Data excerpts:
★ ★ ★
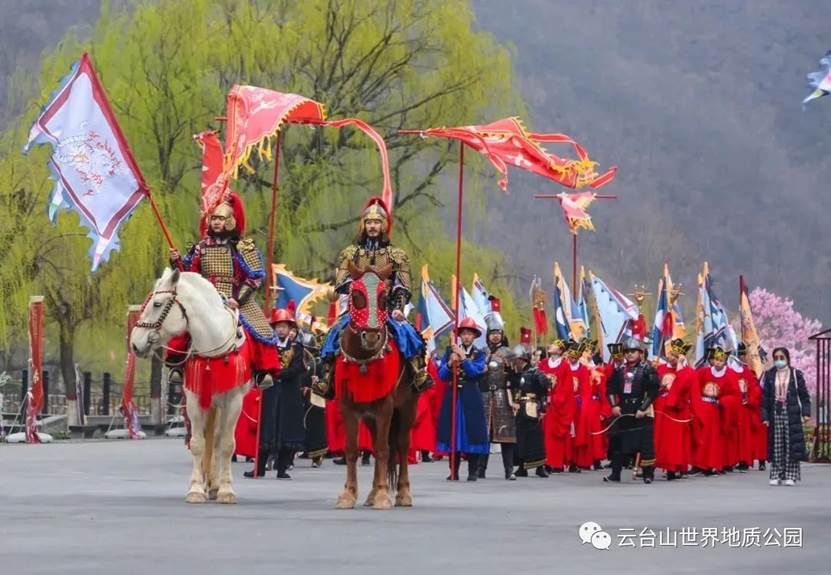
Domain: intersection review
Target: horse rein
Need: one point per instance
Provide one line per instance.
(156, 326)
(379, 354)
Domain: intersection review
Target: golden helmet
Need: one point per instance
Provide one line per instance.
(375, 209)
(225, 211)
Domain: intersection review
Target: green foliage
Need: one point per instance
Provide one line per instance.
(167, 66)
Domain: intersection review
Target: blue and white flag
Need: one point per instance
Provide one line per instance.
(434, 316)
(562, 305)
(820, 81)
(615, 311)
(714, 327)
(94, 171)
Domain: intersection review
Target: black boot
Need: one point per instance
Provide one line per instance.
(455, 465)
(261, 461)
(482, 467)
(617, 467)
(473, 466)
(283, 463)
(508, 461)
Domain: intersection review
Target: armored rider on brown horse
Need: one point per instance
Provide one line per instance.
(376, 357)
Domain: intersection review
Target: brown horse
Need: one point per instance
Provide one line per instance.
(373, 385)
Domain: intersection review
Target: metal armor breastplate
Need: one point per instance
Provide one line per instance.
(217, 263)
(375, 258)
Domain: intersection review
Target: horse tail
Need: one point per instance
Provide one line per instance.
(208, 454)
(395, 455)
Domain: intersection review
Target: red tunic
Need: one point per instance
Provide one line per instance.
(559, 415)
(711, 407)
(749, 417)
(245, 433)
(760, 432)
(673, 437)
(336, 431)
(589, 442)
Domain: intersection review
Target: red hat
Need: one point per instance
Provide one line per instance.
(234, 202)
(282, 315)
(470, 323)
(375, 207)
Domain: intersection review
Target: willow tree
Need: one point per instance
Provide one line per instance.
(397, 64)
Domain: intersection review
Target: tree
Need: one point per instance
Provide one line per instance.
(167, 66)
(780, 325)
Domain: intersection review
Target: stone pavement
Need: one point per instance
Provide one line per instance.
(118, 506)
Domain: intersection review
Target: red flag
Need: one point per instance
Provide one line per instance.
(128, 408)
(332, 313)
(35, 393)
(214, 187)
(255, 115)
(506, 143)
(540, 321)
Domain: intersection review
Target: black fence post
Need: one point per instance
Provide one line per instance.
(24, 383)
(105, 394)
(45, 392)
(87, 391)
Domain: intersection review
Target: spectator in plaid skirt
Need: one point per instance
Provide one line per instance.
(786, 405)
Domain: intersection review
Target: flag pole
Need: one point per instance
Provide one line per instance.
(573, 265)
(455, 391)
(275, 187)
(159, 218)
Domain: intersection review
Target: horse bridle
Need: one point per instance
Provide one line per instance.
(156, 326)
(382, 349)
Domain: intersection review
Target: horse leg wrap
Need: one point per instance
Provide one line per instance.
(418, 372)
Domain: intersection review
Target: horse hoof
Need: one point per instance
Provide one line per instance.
(195, 497)
(382, 503)
(226, 497)
(370, 499)
(404, 501)
(345, 502)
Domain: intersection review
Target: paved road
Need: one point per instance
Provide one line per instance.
(106, 507)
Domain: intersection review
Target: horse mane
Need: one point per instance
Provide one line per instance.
(206, 289)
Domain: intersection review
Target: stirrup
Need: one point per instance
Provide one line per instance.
(264, 381)
(422, 381)
(174, 376)
(324, 388)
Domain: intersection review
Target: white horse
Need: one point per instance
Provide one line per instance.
(186, 302)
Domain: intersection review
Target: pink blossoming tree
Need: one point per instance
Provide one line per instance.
(780, 325)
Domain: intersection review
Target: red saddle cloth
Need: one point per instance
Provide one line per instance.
(209, 376)
(378, 381)
(246, 430)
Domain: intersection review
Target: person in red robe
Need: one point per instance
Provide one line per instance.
(673, 437)
(592, 443)
(423, 434)
(749, 413)
(712, 408)
(580, 455)
(559, 414)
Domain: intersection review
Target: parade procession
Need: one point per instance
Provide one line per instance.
(354, 276)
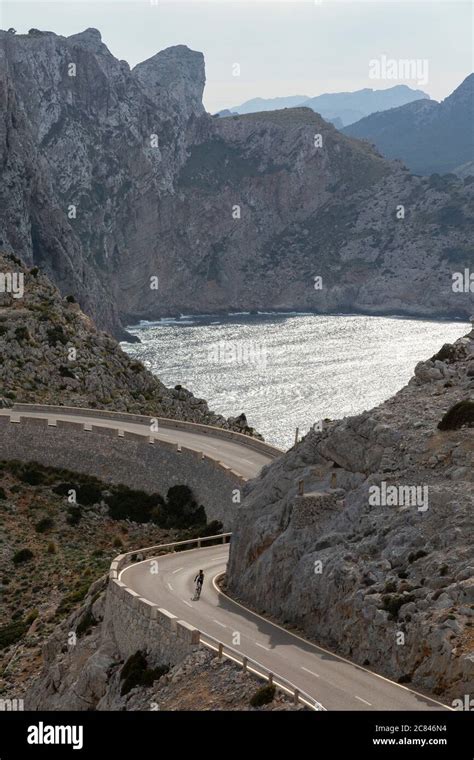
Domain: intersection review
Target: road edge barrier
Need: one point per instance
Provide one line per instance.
(192, 635)
(165, 422)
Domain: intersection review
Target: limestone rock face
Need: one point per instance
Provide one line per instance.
(52, 353)
(112, 177)
(352, 565)
(177, 73)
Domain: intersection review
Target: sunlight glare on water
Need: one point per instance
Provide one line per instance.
(289, 371)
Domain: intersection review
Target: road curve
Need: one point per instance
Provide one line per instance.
(244, 460)
(334, 682)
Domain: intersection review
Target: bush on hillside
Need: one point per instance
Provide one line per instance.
(460, 415)
(263, 696)
(136, 672)
(22, 555)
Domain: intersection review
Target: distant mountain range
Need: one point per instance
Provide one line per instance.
(429, 137)
(340, 108)
(236, 214)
★ ★ ★
Directions: For the records above, give every line again exactly and skip the pictures.

Response area:
Domain: intersection review
Target: horse rein
Need: one point per instance
Provide one line per instance.
(156, 326)
(379, 354)
Domain: intersection review
Target: golden helmet
Need: one point per instance
Provide one line per instance.
(375, 209)
(225, 211)
Domain: intersection review
Target: green foliage
Need: one point per instance
Provide one line per instance.
(167, 66)
Domain: intersection review
Target: blue and white flag
Need: one point per instance
Provide one line per instance.
(434, 316)
(562, 305)
(820, 81)
(615, 311)
(714, 327)
(94, 171)
Domain: intersection review
Target: black boot
Need: one point per instance
Provide one line per instance.
(455, 465)
(261, 461)
(482, 467)
(617, 467)
(473, 466)
(283, 463)
(508, 461)
Domain: intersection review
Target: armored rider on brown horse
Need: one point per instance
Provide one line per instance.
(376, 357)
Domain: intersection review
Target: brown horse
Need: one point per instance
Provide one line per instance.
(373, 385)
Domain: intersection review
Target: metal armor breastplate
Need: one point per instance
Provide one line per instance.
(217, 263)
(375, 258)
Domain: intersection review
Target: horse tail
Need: one point per instance
Provide one line per instance.
(208, 454)
(395, 455)
Domain: intersection review
Target: red tunic
Need: one point per instance
Provide one line per instance.
(559, 415)
(711, 407)
(749, 417)
(245, 433)
(760, 432)
(673, 437)
(336, 431)
(589, 442)
Domain: intersection review
Target: red hat
Need: one point per instance
Provide one line per instance.
(234, 202)
(282, 315)
(470, 323)
(375, 207)
Domain: intersection review
Target: willow tree
Need: one point per instance
Provide one line per instance.
(397, 64)
Domain: intersection review
Target: tree
Need: one point per instance
Provide one line per instance.
(167, 66)
(780, 325)
Domain: intersection review
Target: stone pavement
Need: one point per instance
Provide one line per instance.
(118, 506)
Domain: intersection review
Target: red flag
Need: one point per instance
Provide one line per instance.
(128, 408)
(332, 313)
(35, 393)
(214, 187)
(255, 115)
(506, 143)
(540, 321)
Domain: intersection review
Target: black fence post
Need: one point per instance
Provide one line per instance.
(24, 383)
(105, 394)
(45, 392)
(87, 391)
Domain: intersection review
Target: spectator in plaid skirt
Need: one point per instance
Provide one line per instance.
(786, 405)
Domain: intersection review
Target: flag pole
Need: one point per instance
Provide one line per instance.
(573, 265)
(455, 391)
(275, 187)
(159, 218)
Domain: intersection review
Target: horse bridle
Need: one point per instance
Provide one line per instance.
(156, 326)
(382, 349)
Domain: intersection review
Target: horse leg wrap
Need: one point per instance
Provide one line per instance.
(418, 372)
Domain: intersection review
Target: horse hoof
Need: one point per instance
Provide one line per instance.
(195, 497)
(382, 503)
(226, 497)
(370, 499)
(404, 501)
(345, 502)
Domain: intersection review
Target: paved road
Need: one point per instance
Provide one line per instance.
(106, 507)
Domain: intersection review
Target: horse mane
Need: one point per instance
Provide one line per instance.
(206, 289)
Domain: intersection review
Target: stirrup
Need: one point per instance
Provide one line per instance.
(264, 381)
(422, 381)
(174, 376)
(324, 388)
Domain: intersection review
Target: white horse
Need: one point per instance
Provide one line per instance.
(186, 302)
Domain: intersection review
Target: pink blossoming tree
Need: one point per instance
Provide one line per instance.
(780, 325)
Domain: intersection review
Target: red saddle cloth
Need: one point per instance
Provide one line per instance.
(209, 376)
(378, 381)
(246, 430)
Domain: intersection review
Target: person in red robe
Need: one point per instance
Provide one line per instance.
(673, 437)
(592, 443)
(423, 434)
(749, 413)
(712, 408)
(580, 455)
(559, 414)
Domain: intersection review
Target: parade procession
Need: one point per instance
Provide one line per instance.
(354, 276)
Domain: intersection review
Target: road edge barrier
Need: one point per instance
Provide one line per instance.
(192, 635)
(165, 422)
Domain: intersection review
Target: limestone rock face
Need: one point per instance
Provide one line per instance.
(52, 353)
(112, 177)
(352, 565)
(177, 73)
Domain: intersection review
Target: sunlight glare on water
Need: one point per instance
Provide one line per instance.
(289, 371)
Domain: intersection review
Target: road curve
Need: one point per instance
Provide one line per instance.
(244, 460)
(334, 682)
Domain: intersection review
Target: bush on hillside
Need: one point per instance
Provide one line per instance.
(460, 415)
(263, 696)
(136, 672)
(22, 555)
Domain: intersection review
Target: distant mountain range
Need: one point per instance
Provide one line per instance.
(429, 137)
(340, 108)
(236, 214)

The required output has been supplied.